I've read certain columns, including PS's, about autism and Asperger's syndrome. I don't believe I have Asperger's (or any) syndrome, but I do fit most of the symptoms that they mention (based off Psychcentral):

1.) One of my big problems: avoidance of eye-contact, even with friends (One time, a policeman was talking to me. Right in front of him, my eyes kept darting to his shoes and the tree behind him.)
2.) Speech problems, even though I talk fast, sometimes I accidentally slur my words, then I have to stop talking and recollect my thoughts.
3.) I lose interest in most things I used/was forced to enjoy.
4.) I don't display a lot of emotions. There were a couple of times when my friends said I am heartless because I don't react to some people's deaths, for ex.
5.) I do tend to be obsessive over specific things like music and pencils (I don't know why about pencils), but then, everyone does so this is not a problem.
6.) I always have a habit of shaking my right thigh a lot, usually when I'm nervous, too still, or in deep thought. I remember it being a bad habit in middle school and it was embarassing to be caught by friends. I still do it, and I always have to stop myself.

→ Input data:
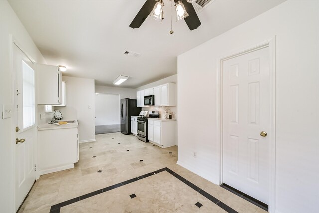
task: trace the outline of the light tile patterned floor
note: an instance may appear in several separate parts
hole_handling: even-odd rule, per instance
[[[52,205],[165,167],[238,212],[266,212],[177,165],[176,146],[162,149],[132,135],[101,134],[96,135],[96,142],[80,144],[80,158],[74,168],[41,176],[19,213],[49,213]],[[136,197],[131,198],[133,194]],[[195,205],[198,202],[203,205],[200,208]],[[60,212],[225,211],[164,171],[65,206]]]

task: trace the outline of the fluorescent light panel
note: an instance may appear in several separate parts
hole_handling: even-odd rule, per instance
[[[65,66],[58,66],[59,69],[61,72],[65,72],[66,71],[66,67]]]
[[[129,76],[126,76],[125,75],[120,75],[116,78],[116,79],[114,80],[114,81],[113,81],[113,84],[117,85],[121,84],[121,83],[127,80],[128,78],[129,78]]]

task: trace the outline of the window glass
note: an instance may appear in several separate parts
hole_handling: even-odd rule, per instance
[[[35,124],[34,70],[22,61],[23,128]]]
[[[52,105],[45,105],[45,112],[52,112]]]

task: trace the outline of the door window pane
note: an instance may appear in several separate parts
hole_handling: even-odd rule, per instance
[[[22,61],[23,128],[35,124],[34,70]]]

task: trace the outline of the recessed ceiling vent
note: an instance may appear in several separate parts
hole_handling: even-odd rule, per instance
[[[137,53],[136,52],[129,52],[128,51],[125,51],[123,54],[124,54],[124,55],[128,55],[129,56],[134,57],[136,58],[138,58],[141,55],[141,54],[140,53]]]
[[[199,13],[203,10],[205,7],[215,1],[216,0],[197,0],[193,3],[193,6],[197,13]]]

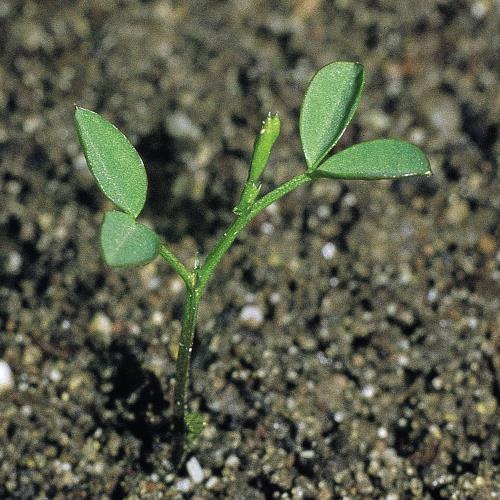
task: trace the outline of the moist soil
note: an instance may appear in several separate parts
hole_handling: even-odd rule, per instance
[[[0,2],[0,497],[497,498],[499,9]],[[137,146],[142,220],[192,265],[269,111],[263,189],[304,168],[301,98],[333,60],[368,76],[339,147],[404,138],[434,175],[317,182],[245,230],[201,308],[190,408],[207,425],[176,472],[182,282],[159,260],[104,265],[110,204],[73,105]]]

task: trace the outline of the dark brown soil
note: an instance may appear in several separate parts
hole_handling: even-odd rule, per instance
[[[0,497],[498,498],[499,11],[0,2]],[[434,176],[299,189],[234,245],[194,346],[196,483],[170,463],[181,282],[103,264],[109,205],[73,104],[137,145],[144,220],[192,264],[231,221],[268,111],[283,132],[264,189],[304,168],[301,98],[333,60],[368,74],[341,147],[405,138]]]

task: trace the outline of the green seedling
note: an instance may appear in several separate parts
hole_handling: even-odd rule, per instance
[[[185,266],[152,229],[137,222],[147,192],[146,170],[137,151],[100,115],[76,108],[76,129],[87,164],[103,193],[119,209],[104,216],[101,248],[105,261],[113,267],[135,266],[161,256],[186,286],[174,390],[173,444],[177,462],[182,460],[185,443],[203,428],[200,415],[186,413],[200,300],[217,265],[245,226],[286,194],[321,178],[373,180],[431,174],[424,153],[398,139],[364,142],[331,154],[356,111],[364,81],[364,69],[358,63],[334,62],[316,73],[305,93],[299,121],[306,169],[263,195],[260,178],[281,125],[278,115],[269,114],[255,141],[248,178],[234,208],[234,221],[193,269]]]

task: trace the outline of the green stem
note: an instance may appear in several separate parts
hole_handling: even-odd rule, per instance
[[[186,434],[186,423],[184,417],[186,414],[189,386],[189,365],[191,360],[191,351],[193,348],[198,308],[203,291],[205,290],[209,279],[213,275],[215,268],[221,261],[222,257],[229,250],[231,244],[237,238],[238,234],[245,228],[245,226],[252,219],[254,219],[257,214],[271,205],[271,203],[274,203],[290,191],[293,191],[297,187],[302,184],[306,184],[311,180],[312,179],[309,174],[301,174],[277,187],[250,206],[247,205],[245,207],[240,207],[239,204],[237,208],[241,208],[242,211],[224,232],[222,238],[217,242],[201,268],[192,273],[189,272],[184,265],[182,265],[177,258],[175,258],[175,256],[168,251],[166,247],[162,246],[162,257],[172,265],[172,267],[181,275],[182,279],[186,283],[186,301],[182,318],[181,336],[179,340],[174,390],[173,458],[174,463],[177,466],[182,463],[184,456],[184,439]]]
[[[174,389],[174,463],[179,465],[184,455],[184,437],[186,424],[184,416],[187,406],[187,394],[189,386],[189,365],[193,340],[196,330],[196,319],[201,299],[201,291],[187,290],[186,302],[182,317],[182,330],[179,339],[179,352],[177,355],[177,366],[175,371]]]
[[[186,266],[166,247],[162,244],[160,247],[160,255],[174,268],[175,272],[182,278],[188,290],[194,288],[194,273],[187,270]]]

→ Exercise directions: Translate this sentence from the post about autism symptoms into Spanish: "I still do it, and I always have to stop myself." Rely only on the post about autism symptoms and nothing from the entries.

→ Answer section: Todavía lo hago, y siempre tengo que contenerme.